## Problem to work on
Print every one of the rows below word for word, omitting the pictures from your output.

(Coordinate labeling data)
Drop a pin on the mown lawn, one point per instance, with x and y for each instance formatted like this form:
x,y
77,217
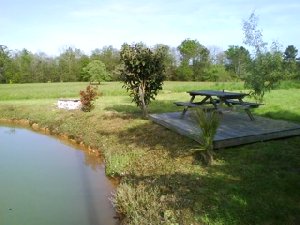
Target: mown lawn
x,y
162,180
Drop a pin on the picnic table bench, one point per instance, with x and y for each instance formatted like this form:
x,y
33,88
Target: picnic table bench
x,y
216,100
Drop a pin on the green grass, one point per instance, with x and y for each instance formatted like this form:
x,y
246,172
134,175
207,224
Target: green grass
x,y
159,170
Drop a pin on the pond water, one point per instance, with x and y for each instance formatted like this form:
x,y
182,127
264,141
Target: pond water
x,y
46,182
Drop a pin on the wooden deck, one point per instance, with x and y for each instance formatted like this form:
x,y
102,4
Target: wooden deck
x,y
235,128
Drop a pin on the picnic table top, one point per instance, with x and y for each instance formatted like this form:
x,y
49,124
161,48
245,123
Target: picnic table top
x,y
221,94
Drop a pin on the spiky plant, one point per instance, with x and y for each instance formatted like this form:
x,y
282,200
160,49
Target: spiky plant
x,y
208,122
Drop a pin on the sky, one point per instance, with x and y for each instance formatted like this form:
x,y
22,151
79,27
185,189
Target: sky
x,y
51,26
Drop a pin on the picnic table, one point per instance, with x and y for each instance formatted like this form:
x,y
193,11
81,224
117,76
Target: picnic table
x,y
216,100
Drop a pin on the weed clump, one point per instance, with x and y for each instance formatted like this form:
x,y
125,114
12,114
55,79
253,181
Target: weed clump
x,y
88,97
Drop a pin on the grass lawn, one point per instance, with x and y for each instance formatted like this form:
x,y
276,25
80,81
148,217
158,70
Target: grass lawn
x,y
161,179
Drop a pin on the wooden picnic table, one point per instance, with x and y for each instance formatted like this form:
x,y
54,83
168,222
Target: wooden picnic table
x,y
217,99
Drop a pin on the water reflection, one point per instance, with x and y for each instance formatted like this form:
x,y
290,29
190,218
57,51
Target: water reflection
x,y
43,181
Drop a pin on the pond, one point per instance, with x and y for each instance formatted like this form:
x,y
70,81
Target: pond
x,y
45,182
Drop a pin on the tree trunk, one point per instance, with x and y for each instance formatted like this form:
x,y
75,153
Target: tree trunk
x,y
142,100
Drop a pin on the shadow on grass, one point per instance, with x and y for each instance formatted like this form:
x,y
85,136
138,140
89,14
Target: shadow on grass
x,y
259,184
283,115
155,137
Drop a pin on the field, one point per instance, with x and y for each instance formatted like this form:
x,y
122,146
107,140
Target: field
x,y
161,177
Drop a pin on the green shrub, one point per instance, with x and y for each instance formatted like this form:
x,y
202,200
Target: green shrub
x,y
141,205
88,97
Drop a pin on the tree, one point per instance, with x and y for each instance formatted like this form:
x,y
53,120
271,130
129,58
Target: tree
x,y
95,71
194,56
265,69
69,66
290,53
290,62
110,57
142,74
169,60
237,59
4,61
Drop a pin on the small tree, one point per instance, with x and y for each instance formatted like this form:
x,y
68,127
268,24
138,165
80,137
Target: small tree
x,y
142,73
87,98
95,71
265,69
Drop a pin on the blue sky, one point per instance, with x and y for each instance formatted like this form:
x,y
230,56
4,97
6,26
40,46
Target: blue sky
x,y
51,26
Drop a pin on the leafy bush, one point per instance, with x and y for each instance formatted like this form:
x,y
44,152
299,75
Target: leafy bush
x,y
88,97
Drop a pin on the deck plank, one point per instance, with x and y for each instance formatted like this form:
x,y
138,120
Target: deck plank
x,y
235,128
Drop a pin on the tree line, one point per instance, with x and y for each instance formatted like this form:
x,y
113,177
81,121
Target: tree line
x,y
190,61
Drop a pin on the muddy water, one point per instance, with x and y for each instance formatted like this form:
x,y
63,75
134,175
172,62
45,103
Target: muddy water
x,y
45,182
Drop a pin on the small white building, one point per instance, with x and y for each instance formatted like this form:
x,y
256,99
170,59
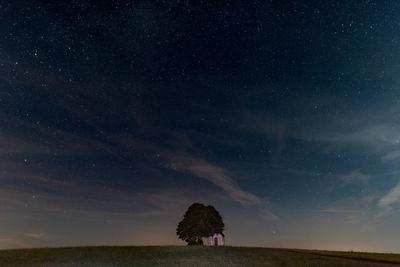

## Solution below
Drop a pin on the mown lawn, one point per instance, with x and y for each instance formatted like this form:
x,y
77,217
Target: mown lawn
x,y
162,180
Drop a pin on the picnic table bench, one point per instance, with x and y for each instance formatted like this form:
x,y
33,88
Target: picnic table bench
x,y
216,100
Drop a pin on the green grass, one point per instance, with x and y for each instance formatted like this form:
x,y
246,172
134,175
207,224
Target: green grass
x,y
159,170
Drop a pin on the pond water, one point per instance, with x and y for each instance formatted like this form:
x,y
182,127
264,141
Target: pond water
x,y
46,182
Drop a pin on the wooden deck, one point per instance, with x and y for each instance formatted like this form:
x,y
102,4
Target: wooden deck
x,y
235,128
Drop a pin on the picnic table top, one point per instance, with x and y for each instance formatted like this form:
x,y
49,124
161,48
245,123
Target: picnic table top
x,y
221,94
Drop a pin on the spiky plant, one point per instance, with x and y for each instance formatted like this form:
x,y
282,200
160,49
Target: spiky plant
x,y
208,122
Drop a pin on the sky, one point per instance, with x and y for each instance formatted like this form:
x,y
22,151
79,27
185,189
Target: sky
x,y
51,26
Drop a pin on the picnic table, one point per instance, with x and y for each instance formatted like this form:
x,y
193,11
81,224
117,76
Target: picnic table
x,y
216,100
Drop a pin on the weed clump, one point per instance, with x and y for each instance formatted like this form:
x,y
125,114
12,114
55,79
253,181
Target: weed clump
x,y
88,97
Drop a pin on the grass lawn, one point per instance, with x and y for each instance formatted like this form:
x,y
276,25
80,81
148,217
158,70
Target: grass lawn
x,y
161,179
Drop a pin on the wooden picnic table, one point per instance, with x and y for each instance formatted like this form:
x,y
54,83
168,222
Target: wooden picnic table
x,y
217,99
Drop a pin on the water reflection, one point per instance, with x and y for each instance formatted like this form:
x,y
290,29
190,218
57,51
Target: water reflection
x,y
43,181
Drop a pin on the pond, one point per instance, with x and y for each instance formatted like this form:
x,y
70,81
Target: pond
x,y
45,182
Drop a pin on the tree trunk, one point per instance, with x and y for each instance formatted like this form:
x,y
75,153
Target: tree trunk
x,y
142,100
Drop a pin on the shadow on grass, one point per instance, with x and y for each instance formatted like this form:
x,y
85,136
138,140
89,14
Target: shadow on grass
x,y
259,184
283,115
155,137
Drop a pin on the field, one point per instance, with x and y for each instance formatted like this form:
x,y
122,146
107,140
Target: field
x,y
161,177
Drop a pin on the green shrub, one point per instance, with x and y for each instance formatted like this form:
x,y
202,200
Target: green shrub
x,y
141,205
88,97
Drop a pin on the tree, one point per instance, with x and y for each instance formatted like this form:
x,y
53,120
271,130
129,58
Target: tree
x,y
95,71
194,56
265,69
69,66
290,53
290,62
110,57
142,74
169,60
237,59
4,61
Drop a pin on the small tree, one point per instance, with x and y for each instance formatted like this form:
x,y
68,127
268,24
138,165
80,137
Target: small tree
x,y
142,73
87,98
95,71
265,69
Drop a pin on the blue sky, one point per instance, with x and y for each instance formatted like this form:
x,y
230,56
4,97
6,26
40,46
Target: blue sky
x,y
51,26
Drop a pin on the leafy bush, one point per instance, with x and y for each instance formatted like this form:
x,y
44,152
299,75
Target: leafy bush
x,y
88,97
Drop a pin on the deck plank, one point per instance, with x and y for each instance formatted like this form:
x,y
138,120
Target: deck plank
x,y
235,128
Drop a pin on the tree line, one point per instance, with x and y for each instance formatted like this form:
x,y
113,177
81,121
Target: tree line
x,y
190,61
Drop a pin on the muddy water, one point per instance, with x and y for each instance formatted like this form:
x,y
63,75
134,175
172,62
45,103
Target: muddy water
x,y
45,182
Drop a pin on the small white building, one point per instance, with x and y for each instance formatted like this form:
x,y
256,99
170,59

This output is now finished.